+++ Text for analysis +++
# Craftsman CarveWright any good?



## opticsguy (Nov 9, 2012)

There is an Craftsman CarveWright machine for sale near my home on CL. Pics look like an almost new machine, little used. No contact with the owner yet. I did send a list of comprehensive questions about his machine. My impressions from previous postings is most machines are in need of updates and there is little value in a "used" machine if used very very little.

My questions here; does CarveWright support the Craftsman branded machines?

"Craftsman CarveWright machine. It comes with extra bits; CD; card and manual. Very nice machine and ready for use. In excelent condition. $600.00 U.S. cash only"

Thank you for your replies.


----------



## lynnfrwd (May 25, 2011)

opticsguy said:


> There is an Craftsman CarveWright machine for sale near my home on CL. Pics look like an almost new machine, little used. No contact with the owner yet. I did send a list of comprehensive questions about his machine. My impressions from previous postings is most machines are in need of updates and there is little value in a "used" machine if used very very little.
> 
> My questions here; does CarveWright support the Craftsman branded machines?
> 
> ...


Questions for him would be:
1. What is the serial number of the machine? Call us and we can look it up.

2. Serial number will tell you the version. It is either an A or B. I know it is not a C, because we stopped sending printed manuals with the new C. Customers had the same old info since 2006 and weren't getting the latest from our website.

3. If A, it may still need the A907 upgrade or did he already have that done? Only very first A machines would even need this.

4. Does it have the old-style Quick Change Chuck? Or has he upgraded to the CarveTight spindle? I doubt it, otherwise he would have mentioned it.

5. Heavy Duty Traction Belts would be a plus, too. These aren't mentioned either.

6. How many cut hours are on it? 

7. What kind of regular maintenance has he performed on it? This will tell you if he knows what he is doing with it.

8. Why is he wanting to sell it? This can tell a lot, too.

9. He mentioned the memory card, but what about the programmer?

10. Throw the disk in the trash. Latest version is available free online. His copy may be too old to even register.

11. Compare his price including possible upgrades with cost of a new one. You may also be able to use that to get the price down.

12. If you do, make sure you get some kind of proof of purchase, email, paypal, hand written receipt. This will allow us to remove it from the previous owners account for you to register.

To answer your question, yes, we support them. You may want to join the CarversClub. We have LOTS of older machines that are running just fine. The updates do make a difference. So does all of the extra training info & videos now online.


----------
+++ Given data +++
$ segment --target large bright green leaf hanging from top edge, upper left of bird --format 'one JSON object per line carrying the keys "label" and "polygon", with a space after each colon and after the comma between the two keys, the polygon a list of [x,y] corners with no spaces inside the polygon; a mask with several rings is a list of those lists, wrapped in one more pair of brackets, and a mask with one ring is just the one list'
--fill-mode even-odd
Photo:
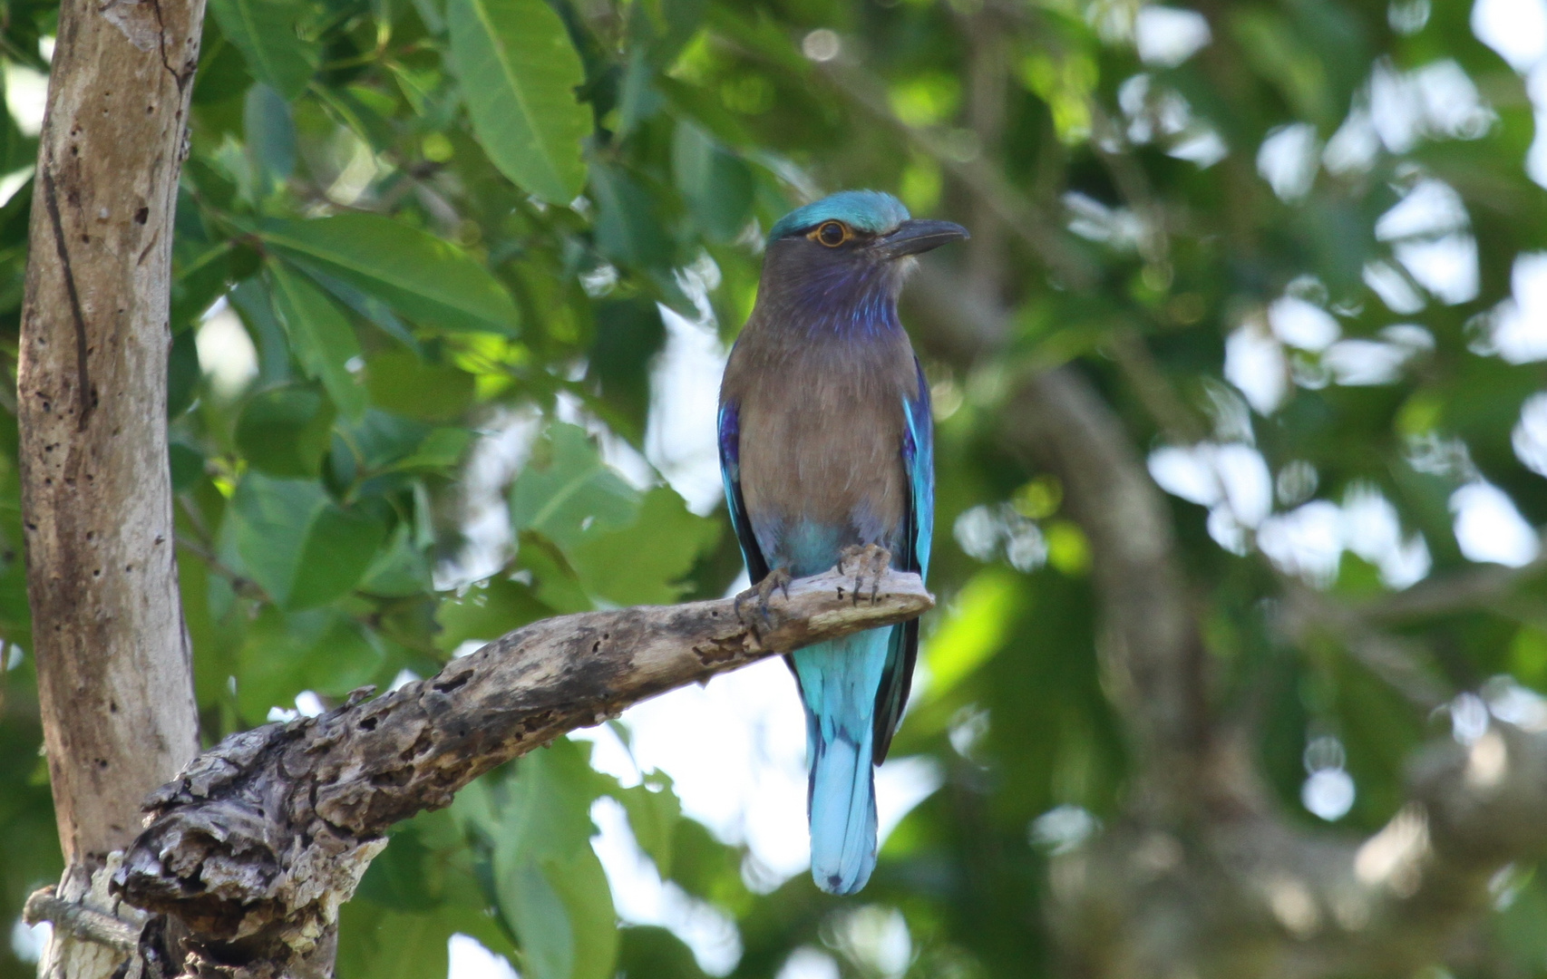
{"label": "large bright green leaf hanging from top edge, upper left of bird", "polygon": [[450,0],[452,62],[473,131],[518,187],[568,204],[585,186],[580,142],[591,111],[563,20],[543,0]]}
+++
(Problem set)
1/ In the forum thread about the Craftsman CarveWright, what asking price and payment terms does the quoted sale listing give?
2/ Reproduce a passage from the CarveWright thread word for word: begin at the words "2. Serial number" and stop after "aren't mentioned either.".

(Set of answers)
1/ $600.00 U.S., cash only.

2/
2. Serial number will tell you the version. It is either an A or B. I know it is not a C, because we stopped sending printed manuals with the new C. Customers had the same old info since 2006 and weren't getting the latest from our website.

3. If A, it may still need the A907 upgrade or did he already have that done? Only very first A machines would even need this.

4. Does it have the old-style Quick Change Chuck? Or has he upgraded to the CarveTight spindle? I doubt it, otherwise he would have mentioned it.

5. Heavy Duty Traction Belts would be a plus, too. These aren't mentioned either.